• [PASSAGE TO READ]
──────────
Cuba is the indisputable
heavyweight of the Caribbean art scene. One reason for (and also
consequence of) this status is the strength of the country’s
state-funded art institutions. Cuba:
Art and History drew mostly on the collections of the Museo
Nacional de Bellas Artes (supplemented by loans from other museums and
private collectors). Even in the era of Fidel Castro’s supposed
retirement it’s impossible to imagine any US institution collaborating
so intimately with Cuba’s art establishment. Canada has been a far
friendlier trade and tourism partner, and it’s hard not to think of Cuba: Art and History as a lavish
act of cultural diplomacy on the part of the Museum of Fine Arts. Far
fewer people saw the show than if it had opened, say, in New York, but
the gorgeous catalogue (which reproduces over four hundred works)
offers the prospect of a long afterlife.
Almost the first works we see are
three paintings by the Canadian artist James Wilson Morrice, who
travelled in the Caribbean in the early twentieth century. (Uncannily,
Morrice’s oil paintings stylistically prefigure the later work of Peter
Doig, the Scottish-Canadian artist who currently lives and works in
Trinidad — at a quick glance The
Pond, West Indies (1921) could pass for a Doig.) But this
glimpse of Cuba-as-seen-by-visitors is quickly succeded by a selection
of topographical landscapes, portraits, and academic studies of local
festivals and “types” by native sons (not yet daughters) — engaged, the
catalogue text suggests, in “finding ways to express a nation.” They
look suitably antiquated to our eyes, but the first stage of incipient
nationhood, political or cultural, is perhaps necessarily reactionary.
Two monumentally scaled historical paintings by the padre-hijo pair Armando and Augusto
García Menocal hint at subversions to come. Bobadilla Sending Off Columbus
(1893) depicts the expulsion from Cuba of the former Admiral of the
Indies; I Don’t Want to Go to Heaven
(1930) takes its title from the defiant dying words of the Taíno
leader Hatuey, refusing conversion to Christianity as he was burned at
the stake by the Spanish. The symbolic weight of both moments is no
less poignant for being obvious.
──────────
• [YOUR TASKS]
(A) According to the passage on Cuban art, whose dying words supplied the title of the 1930 painting I Don't Want to Go to Heaven?
(B) Duplicate the records from the line containing "Please spot the stone house" through the end of the records, including both of those lines.
The passage on Cuban art and the records that come after it are unrelated material.

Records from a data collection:
──────────
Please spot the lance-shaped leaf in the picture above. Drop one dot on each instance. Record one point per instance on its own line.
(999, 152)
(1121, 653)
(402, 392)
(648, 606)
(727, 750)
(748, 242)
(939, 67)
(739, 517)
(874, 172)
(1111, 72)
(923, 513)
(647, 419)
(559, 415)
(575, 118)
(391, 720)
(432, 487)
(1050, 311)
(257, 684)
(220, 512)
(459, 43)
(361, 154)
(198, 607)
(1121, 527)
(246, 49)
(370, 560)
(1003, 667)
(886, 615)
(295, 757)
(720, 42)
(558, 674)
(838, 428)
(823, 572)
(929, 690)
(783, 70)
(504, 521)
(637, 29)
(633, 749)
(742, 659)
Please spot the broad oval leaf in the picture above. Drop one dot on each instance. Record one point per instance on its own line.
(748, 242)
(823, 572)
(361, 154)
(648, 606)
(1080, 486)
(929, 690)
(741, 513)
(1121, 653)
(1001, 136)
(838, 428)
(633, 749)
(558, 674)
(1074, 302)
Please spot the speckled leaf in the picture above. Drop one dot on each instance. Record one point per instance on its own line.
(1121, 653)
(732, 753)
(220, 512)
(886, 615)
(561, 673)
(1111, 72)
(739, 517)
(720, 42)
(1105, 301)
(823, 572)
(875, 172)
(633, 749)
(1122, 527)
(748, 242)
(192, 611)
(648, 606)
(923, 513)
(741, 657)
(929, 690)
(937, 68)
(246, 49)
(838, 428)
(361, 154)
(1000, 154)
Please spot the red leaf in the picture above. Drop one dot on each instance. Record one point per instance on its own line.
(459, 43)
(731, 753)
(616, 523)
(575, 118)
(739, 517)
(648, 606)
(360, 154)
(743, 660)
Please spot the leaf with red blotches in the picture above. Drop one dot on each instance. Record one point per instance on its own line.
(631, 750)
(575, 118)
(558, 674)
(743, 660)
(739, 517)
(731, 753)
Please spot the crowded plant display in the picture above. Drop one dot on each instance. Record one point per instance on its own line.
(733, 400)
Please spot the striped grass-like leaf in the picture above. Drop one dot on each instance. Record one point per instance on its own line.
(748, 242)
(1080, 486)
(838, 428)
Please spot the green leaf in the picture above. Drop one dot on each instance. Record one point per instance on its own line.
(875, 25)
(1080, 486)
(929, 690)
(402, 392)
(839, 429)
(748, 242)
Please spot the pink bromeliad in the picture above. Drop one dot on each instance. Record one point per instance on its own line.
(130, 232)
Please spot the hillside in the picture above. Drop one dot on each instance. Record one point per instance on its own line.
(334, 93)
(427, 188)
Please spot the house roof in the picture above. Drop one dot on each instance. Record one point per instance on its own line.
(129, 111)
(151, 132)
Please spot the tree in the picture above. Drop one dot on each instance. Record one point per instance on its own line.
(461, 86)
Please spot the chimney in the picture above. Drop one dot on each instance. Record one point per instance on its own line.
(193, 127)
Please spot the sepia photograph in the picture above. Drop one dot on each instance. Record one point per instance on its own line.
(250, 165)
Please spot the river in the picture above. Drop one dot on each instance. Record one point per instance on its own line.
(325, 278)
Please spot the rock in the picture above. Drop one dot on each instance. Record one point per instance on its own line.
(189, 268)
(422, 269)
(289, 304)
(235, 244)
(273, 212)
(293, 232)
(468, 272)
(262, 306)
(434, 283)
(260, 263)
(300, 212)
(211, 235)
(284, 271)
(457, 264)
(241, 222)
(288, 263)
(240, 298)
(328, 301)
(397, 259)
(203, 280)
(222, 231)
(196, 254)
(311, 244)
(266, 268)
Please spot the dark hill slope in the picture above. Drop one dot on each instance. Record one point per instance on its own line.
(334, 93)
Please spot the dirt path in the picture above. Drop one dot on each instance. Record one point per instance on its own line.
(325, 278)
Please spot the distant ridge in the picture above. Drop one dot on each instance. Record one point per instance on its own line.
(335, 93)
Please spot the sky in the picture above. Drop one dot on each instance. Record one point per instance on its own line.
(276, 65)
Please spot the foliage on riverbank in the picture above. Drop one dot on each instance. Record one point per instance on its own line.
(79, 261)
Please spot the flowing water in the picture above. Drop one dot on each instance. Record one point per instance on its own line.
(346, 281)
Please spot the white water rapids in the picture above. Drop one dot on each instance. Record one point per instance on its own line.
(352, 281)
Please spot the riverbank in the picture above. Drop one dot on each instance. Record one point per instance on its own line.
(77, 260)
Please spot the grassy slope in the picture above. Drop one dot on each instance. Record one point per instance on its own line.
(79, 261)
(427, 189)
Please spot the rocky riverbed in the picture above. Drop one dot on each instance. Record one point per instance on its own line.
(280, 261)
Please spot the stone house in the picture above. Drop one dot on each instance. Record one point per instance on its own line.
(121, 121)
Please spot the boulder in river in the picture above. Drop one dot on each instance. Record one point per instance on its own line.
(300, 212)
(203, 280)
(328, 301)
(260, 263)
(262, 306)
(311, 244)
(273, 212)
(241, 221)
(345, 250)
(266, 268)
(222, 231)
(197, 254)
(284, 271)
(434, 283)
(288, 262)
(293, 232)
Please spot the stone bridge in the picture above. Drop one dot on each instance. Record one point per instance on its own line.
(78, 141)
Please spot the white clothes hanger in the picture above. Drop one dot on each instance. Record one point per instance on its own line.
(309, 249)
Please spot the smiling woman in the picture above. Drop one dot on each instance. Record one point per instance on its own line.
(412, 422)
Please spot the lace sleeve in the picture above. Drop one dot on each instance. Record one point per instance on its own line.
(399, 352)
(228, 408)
──────────
• [SOLUTIONS BELOW]
(A) Those of the Taíno leader Hatuey.

(B)
Please spot the stone house in the picture above. Drop one dot on each instance. Record one point per instance on its own line.
(121, 121)
Please spot the boulder in river in the picture above. Drop one dot on each instance. Record one point per instance on its own line.
(300, 212)
(203, 280)
(328, 301)
(260, 263)
(262, 306)
(311, 244)
(273, 212)
(241, 221)
(345, 250)
(266, 268)
(222, 231)
(197, 254)
(284, 271)
(434, 283)
(288, 262)
(293, 232)
Please spot the stone bridge in the picture above. Drop one dot on each instance. Record one point per instance on its own line.
(78, 141)
Please spot the white clothes hanger in the picture above. Drop one dot on each instance. Record one point per instance on its own line.
(309, 249)
Please spot the smiling woman in the picture above. Drop one dot on each instance. Record one point per instance on its own line.
(412, 422)
Please spot the lace sleeve in the picture above. Drop one dot on each instance. Record one point per instance on its own line.
(399, 352)
(228, 408)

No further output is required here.